Pick out every line in the items below that contains the word "light", and copy each one.

Records supplied:
◆ ◆ ◆

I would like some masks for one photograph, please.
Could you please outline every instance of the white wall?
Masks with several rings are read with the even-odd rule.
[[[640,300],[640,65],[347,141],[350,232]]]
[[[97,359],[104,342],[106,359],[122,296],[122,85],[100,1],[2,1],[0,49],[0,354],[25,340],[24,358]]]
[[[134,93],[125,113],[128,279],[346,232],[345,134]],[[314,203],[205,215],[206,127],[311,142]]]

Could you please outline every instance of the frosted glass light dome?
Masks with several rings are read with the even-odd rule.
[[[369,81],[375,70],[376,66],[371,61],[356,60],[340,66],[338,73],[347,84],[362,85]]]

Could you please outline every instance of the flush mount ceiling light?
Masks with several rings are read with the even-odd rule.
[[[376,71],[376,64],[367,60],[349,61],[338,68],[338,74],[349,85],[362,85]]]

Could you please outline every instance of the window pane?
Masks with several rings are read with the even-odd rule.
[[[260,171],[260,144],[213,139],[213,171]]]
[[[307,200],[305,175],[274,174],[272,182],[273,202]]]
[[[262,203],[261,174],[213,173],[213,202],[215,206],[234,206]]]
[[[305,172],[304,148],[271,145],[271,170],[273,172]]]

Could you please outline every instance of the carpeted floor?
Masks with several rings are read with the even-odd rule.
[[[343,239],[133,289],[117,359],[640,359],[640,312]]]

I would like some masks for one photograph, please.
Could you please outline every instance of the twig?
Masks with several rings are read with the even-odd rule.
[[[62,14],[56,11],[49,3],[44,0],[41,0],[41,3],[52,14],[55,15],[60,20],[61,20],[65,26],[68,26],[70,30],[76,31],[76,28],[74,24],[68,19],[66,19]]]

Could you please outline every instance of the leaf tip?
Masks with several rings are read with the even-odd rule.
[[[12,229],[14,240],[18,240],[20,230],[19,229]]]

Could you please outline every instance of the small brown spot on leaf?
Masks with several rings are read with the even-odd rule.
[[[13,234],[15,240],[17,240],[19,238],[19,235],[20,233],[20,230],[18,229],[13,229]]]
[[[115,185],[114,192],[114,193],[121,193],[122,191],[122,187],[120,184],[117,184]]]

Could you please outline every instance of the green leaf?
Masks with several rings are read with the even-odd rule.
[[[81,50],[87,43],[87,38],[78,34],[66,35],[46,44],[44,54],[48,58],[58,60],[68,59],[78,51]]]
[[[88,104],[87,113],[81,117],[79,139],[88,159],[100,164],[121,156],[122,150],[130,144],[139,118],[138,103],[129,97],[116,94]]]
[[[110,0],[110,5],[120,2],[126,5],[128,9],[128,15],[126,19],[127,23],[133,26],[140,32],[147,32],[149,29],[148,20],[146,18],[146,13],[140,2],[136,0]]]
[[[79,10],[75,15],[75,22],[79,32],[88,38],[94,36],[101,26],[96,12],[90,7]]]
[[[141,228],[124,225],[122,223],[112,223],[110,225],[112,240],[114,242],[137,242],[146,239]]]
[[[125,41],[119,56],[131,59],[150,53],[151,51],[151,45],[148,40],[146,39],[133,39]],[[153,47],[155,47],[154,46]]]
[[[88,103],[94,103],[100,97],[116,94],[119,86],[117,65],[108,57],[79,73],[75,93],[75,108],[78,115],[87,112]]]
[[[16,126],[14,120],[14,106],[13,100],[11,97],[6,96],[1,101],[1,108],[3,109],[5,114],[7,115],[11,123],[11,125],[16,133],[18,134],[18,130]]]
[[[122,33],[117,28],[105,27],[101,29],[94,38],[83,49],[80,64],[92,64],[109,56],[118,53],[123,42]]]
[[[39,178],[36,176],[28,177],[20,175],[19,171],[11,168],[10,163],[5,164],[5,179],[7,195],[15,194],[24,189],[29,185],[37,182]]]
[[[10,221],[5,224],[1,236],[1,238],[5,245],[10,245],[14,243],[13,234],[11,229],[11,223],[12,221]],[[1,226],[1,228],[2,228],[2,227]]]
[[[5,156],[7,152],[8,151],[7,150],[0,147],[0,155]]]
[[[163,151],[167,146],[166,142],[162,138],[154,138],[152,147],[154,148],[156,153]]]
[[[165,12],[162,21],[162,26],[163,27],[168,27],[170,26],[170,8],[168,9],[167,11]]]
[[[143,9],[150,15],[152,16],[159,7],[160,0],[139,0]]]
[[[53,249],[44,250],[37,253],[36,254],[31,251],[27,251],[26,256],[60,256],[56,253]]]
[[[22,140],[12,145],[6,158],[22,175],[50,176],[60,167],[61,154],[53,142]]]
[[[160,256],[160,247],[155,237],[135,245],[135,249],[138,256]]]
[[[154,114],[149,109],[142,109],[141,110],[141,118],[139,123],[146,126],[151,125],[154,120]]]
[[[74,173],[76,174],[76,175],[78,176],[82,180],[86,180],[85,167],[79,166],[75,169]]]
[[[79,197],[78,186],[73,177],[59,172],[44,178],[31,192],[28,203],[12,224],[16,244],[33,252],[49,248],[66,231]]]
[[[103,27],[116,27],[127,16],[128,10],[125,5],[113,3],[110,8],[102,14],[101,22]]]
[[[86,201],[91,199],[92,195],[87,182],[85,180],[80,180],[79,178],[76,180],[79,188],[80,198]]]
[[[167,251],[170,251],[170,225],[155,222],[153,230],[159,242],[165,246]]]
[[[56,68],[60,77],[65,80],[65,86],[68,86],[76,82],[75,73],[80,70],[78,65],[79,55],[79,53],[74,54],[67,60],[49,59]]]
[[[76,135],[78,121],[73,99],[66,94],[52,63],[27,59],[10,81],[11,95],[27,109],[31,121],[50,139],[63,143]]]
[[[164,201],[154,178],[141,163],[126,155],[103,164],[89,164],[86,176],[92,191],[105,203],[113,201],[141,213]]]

◆ ◆ ◆

Response below:
Could you please outline every instance of the frosted glass light dome?
Could you please outline every instance of the flush mount ceiling light?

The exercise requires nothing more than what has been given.